MATERIAL FOR THIS TASK:

** START **

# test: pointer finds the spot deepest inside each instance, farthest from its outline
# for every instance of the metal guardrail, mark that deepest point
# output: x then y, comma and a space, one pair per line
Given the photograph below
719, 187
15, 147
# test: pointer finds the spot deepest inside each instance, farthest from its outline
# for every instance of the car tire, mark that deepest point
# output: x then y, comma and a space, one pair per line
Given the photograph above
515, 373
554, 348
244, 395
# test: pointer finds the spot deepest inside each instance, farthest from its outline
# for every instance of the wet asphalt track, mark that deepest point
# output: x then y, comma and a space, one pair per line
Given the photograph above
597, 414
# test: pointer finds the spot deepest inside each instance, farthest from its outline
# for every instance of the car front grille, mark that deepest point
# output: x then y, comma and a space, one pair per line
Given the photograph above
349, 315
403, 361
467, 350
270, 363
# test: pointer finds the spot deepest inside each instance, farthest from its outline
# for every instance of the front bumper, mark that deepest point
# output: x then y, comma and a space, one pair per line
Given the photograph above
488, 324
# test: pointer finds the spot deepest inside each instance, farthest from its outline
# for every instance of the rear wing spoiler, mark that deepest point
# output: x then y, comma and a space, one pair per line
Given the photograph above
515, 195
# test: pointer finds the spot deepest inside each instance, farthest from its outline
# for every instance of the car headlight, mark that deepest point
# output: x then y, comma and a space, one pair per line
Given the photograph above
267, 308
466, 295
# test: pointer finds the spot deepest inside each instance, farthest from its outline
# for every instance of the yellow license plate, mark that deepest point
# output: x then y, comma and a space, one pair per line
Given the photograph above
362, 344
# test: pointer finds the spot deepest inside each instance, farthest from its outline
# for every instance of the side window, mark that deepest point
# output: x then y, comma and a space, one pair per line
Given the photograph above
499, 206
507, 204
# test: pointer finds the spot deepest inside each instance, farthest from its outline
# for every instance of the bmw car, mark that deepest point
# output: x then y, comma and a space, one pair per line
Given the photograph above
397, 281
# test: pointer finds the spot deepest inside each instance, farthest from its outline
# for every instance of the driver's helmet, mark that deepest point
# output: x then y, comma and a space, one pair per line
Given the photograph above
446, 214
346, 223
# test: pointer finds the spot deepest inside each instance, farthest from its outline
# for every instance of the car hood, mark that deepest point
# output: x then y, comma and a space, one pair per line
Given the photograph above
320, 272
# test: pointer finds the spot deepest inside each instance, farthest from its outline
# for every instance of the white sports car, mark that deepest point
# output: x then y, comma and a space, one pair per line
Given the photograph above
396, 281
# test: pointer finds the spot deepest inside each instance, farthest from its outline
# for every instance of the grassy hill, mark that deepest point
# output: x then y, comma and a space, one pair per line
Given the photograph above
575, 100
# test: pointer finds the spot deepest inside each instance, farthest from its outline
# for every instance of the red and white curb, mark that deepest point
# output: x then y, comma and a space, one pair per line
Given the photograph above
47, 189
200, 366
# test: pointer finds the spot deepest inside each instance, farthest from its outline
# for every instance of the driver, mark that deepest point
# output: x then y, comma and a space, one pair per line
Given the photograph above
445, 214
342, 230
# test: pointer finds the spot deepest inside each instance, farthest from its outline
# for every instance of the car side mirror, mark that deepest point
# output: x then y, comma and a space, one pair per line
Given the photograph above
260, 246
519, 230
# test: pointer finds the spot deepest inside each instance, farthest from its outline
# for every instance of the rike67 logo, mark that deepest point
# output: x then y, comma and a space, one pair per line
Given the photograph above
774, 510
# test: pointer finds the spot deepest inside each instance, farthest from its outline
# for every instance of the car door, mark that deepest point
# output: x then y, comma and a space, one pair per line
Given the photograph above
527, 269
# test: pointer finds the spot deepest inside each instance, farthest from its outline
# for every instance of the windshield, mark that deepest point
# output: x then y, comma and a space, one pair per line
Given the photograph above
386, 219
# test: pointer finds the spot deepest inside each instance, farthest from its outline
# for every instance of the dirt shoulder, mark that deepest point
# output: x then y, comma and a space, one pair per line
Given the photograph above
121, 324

** END **

EXERCISE DIRECTIONS:
Find every line in the entries above that contains the word "driver", and copy each of those lines.

THE RESULT:
# for every instance of the driver's helmet, mark that deepest point
# for every instance of the driver, mark that deepest point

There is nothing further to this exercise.